**DIRECTIVE 1**
Write out the text on the Radeon 256 starting with "According to ATI, when" and going on through "architecture will offer.", substituting "billion texels" for each occurrence of "gigatexels".

**TEXT EXTRACT**
According to ATI, when enabled, HyperZ technology can boost the effective memory bandwidth by 20% and increase the fill rate of the Radeon 256 to 1.5 gigatexels per second, up from the 1.2 gigatexels per second fill rate that the Radeon 256 would otherwise have.
As scenes become more complex (which ATI is counting on, hence their support for a hardware T&L engine – Charisma Engine), the benefits of the HyperZ technology’s improvements on reads/writes to the Z-buffer will become amplified.
Pixel Tapestry Architecture
The Radeon 256 is full of fancy names for features that you will see pop up on other products as well. One such feature set is ATI’s Pixel Tapestry Architecture, which is just ATI’s way of describing the 3D features their Radeon 256 architecture will offer.
If you recall, one of the big new features of NVIDIA’s GeForce was its support for Cubic Environment Mapping (CEM), which has made its way onto the Radeon 256. One of the criticisms for NVIDIA’s support of CEM was that the GeForce didn’t have the fill rate to truly take advantage of it.
In defense of NVIDIA, the GeForce didn’t need to have the fill rate to take advantage of CEM since, at the release of the product, there were no available titles that took advantage of it. The Radeon 256 should be available when the potential for games to take advantage of CEM is greater than when NVIDIA originally announced support for it last year.
The name of Matrox’s game was Bump Mapping when they announced and released their G400 series. The Expendable screenshot depicting how Environment Mapped Bump Mapping (EMBM) could be used to make water seem more like water and less like a floating texture quickly became one of the most impressive forms of eye candy ever produced by a company. Unfortunately, there was limited developer support for EMBM and in the cases where it was put to use, the performance hit was very noticeable.

**Stored items from a collection**

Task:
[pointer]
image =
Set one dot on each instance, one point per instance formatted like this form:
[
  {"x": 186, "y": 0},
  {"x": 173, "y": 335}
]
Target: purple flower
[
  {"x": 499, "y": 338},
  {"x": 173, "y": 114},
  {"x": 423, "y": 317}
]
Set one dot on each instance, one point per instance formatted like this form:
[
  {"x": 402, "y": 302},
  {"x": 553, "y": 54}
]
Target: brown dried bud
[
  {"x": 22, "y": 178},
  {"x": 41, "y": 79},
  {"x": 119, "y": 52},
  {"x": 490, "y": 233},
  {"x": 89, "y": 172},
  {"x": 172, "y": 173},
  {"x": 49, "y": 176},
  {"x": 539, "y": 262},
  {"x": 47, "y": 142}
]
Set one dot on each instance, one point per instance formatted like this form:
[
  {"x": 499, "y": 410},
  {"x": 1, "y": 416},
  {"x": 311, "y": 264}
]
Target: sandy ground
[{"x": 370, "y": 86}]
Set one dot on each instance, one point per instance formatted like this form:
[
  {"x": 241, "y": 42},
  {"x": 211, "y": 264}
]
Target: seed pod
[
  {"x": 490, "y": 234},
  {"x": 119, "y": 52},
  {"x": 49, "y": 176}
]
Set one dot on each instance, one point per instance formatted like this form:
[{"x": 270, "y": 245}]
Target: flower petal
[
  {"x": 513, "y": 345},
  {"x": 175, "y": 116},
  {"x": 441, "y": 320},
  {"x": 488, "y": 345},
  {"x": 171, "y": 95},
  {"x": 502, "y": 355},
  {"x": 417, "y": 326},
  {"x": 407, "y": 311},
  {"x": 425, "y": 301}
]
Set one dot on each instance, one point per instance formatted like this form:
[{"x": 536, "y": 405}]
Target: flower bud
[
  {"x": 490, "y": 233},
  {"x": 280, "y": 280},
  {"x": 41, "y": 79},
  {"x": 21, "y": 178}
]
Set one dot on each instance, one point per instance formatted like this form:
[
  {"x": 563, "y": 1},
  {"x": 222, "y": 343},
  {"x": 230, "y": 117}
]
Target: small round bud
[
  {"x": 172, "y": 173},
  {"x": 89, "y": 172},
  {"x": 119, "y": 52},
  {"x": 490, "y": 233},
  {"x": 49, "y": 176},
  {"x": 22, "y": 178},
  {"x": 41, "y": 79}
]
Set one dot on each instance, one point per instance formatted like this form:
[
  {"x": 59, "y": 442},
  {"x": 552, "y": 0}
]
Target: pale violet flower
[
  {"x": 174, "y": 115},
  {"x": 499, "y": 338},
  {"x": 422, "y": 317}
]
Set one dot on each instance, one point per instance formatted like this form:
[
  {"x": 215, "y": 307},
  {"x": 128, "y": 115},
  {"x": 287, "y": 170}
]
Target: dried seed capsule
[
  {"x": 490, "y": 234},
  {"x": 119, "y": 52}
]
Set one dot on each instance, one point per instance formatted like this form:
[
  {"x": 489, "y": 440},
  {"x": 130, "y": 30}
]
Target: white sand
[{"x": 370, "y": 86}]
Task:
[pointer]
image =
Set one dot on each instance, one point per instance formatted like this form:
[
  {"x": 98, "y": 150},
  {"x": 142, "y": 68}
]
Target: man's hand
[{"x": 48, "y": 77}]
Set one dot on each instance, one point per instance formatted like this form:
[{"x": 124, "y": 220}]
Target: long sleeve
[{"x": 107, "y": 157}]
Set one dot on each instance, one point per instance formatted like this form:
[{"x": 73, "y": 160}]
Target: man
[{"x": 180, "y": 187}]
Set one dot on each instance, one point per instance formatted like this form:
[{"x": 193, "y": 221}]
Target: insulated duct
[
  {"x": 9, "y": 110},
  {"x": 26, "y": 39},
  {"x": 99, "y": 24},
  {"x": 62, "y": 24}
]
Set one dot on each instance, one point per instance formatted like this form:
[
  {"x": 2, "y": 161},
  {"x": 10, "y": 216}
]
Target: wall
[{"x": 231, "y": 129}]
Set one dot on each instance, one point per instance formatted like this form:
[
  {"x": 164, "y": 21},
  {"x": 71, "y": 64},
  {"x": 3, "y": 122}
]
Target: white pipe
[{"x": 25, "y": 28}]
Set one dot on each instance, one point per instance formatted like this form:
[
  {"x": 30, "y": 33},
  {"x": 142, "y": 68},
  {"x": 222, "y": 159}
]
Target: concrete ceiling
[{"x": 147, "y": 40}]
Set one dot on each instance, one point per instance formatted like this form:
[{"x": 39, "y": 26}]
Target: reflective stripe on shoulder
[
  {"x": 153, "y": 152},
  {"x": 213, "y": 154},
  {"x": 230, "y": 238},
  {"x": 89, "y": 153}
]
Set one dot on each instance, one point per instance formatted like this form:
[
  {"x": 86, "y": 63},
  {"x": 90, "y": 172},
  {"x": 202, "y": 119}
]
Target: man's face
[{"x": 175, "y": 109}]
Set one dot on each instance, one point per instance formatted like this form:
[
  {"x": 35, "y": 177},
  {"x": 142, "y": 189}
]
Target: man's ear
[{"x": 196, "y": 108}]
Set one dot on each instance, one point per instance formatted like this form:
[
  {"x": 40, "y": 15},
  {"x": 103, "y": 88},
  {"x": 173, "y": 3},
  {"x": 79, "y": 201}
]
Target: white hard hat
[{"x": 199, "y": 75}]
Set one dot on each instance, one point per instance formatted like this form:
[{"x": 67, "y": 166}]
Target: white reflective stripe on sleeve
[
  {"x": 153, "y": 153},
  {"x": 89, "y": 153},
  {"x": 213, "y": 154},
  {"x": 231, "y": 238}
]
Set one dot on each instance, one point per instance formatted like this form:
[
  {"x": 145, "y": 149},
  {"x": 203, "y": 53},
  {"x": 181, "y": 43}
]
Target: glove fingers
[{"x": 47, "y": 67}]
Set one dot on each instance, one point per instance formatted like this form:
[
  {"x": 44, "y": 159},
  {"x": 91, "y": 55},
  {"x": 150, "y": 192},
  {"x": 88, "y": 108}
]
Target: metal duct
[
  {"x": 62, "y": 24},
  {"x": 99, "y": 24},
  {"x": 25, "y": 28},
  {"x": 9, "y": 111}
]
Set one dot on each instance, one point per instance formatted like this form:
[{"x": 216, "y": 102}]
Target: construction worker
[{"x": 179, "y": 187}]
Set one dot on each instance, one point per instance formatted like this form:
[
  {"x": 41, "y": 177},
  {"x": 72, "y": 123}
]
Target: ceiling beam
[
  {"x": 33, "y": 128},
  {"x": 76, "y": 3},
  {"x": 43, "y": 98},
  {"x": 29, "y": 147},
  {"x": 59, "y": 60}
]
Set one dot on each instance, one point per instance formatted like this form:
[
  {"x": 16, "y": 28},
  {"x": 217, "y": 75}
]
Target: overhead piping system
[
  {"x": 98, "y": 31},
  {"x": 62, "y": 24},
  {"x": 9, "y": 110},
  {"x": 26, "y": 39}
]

**DIRECTIVE 2**
Gather every line of the records that contains the word "flower".

**REPLY 1**
According to ATI, when enabled, HyperZ technology can boost the effective memory bandwidth by 20% and increase the fill rate of the Radeon 256 to 1.5 billion texels per second, up from the 1.2 billion texels per second fill rate that the Radeon 256 would otherwise have.
As scenes become more complex (which ATI is counting on, hence their support for a hardware T&L engine – Charisma Engine), the benefits of the HyperZ technology’s improvements on reads/writes to the Z-buffer will become amplified.
Pixel Tapestry Architecture
The Radeon 256 is full of fancy names for features that you will see pop up on other products as well. One such feature set is ATI’s Pixel Tapestry Architecture, which is just ATI’s way of describing the 3D features their Radeon 256 architecture will offer.

**REPLY 2**
Target: purple flower
Target: flower petal
Target: flower bud
Target: pale violet flower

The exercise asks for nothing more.